How to complete this task: From first line to last, the records below are to be duplicated exactly.

↓

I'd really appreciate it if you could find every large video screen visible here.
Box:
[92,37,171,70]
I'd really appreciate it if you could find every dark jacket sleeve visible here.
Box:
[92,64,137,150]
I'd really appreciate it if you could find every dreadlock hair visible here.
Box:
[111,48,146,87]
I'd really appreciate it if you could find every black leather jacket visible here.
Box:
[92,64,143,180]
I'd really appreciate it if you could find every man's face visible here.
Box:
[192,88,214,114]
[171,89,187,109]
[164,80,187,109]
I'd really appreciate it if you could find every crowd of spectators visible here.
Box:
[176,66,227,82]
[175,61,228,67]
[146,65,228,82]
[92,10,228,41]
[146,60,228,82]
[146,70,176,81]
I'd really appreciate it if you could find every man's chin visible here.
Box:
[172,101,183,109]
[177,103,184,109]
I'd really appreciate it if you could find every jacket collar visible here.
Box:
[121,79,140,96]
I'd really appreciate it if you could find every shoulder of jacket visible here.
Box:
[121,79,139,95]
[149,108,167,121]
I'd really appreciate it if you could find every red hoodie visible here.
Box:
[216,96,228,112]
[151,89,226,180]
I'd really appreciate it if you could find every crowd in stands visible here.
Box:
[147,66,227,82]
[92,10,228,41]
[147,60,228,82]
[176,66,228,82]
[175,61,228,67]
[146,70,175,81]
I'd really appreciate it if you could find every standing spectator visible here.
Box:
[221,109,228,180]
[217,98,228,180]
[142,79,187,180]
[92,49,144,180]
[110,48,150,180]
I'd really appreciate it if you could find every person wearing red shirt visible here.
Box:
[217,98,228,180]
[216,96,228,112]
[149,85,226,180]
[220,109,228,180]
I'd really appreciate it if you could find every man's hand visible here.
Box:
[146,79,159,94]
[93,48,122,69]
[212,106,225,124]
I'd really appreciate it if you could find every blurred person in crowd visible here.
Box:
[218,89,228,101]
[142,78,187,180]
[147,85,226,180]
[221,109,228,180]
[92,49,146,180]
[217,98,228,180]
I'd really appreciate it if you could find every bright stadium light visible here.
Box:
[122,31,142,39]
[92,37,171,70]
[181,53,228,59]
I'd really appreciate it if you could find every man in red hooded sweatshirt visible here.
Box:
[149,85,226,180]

↑

Solution to the problem:
I'd really appreciate it if you could find every large video screen visible here.
Box:
[92,37,171,70]
I'd really appreciate it if you could find every dark jacket sleeve visible here.
Box:
[92,64,137,150]
I'd really appreciate it if you could find every dreadlock hair visible here.
Box:
[111,48,146,87]
I'd really appreciate it if you could find every black leather jacket visible here.
Box:
[92,64,143,180]
I'd really appreciate it if you could find every man's face visible here.
Box:
[192,88,214,114]
[171,89,187,109]
[164,80,187,109]
I'd really appreciate it if you could find every crowd of spectators visible here.
Box:
[176,66,227,82]
[175,61,228,67]
[146,65,228,82]
[92,10,228,41]
[146,60,228,82]
[146,70,176,81]
I'd really appreciate it if you could find every man's chin visible here.
Box:
[172,101,183,109]
[177,103,184,109]
I'd really appreciate it if you could find every jacket collar visible here.
Box:
[121,79,140,96]
I'd really appreciate it if you could find every shoulder of jacket visible here.
Box:
[121,79,139,95]
[149,108,167,121]
I'd really appreciate it if you could find every red hoodie visible here.
Box:
[216,96,228,112]
[151,89,226,180]
I'd really appreciate it if you could find every crowd in stands visible here.
Box:
[147,66,227,82]
[92,10,228,41]
[147,60,228,82]
[176,66,228,82]
[175,61,228,67]
[146,70,175,81]
I'd really appreciate it if you could find every standing spectator visible here.
Box:
[221,109,228,180]
[217,98,228,180]
[142,79,187,180]
[92,49,144,180]
[110,48,150,180]
I'd really appreciate it if you could find every person wearing red shirt visible here.
Box:
[217,98,228,180]
[216,96,228,112]
[149,85,226,180]
[220,109,228,180]
I'd really appreciate it if you could find every man's hand visible here.
Box:
[146,79,159,94]
[93,48,122,69]
[212,106,225,124]
I'd really appreciate it if you could find every blurred person in crowd visible here.
Box:
[218,89,228,101]
[142,78,187,180]
[147,85,226,180]
[221,109,228,180]
[92,49,146,180]
[217,98,228,180]
I'd really appreciate it if you could find every bright stadium light visible here.
Box:
[122,31,142,39]
[92,37,171,70]
[181,53,228,59]
I'd really appreciate it if you could find every man in red hooded sweatshirt visible here.
Box:
[149,85,226,180]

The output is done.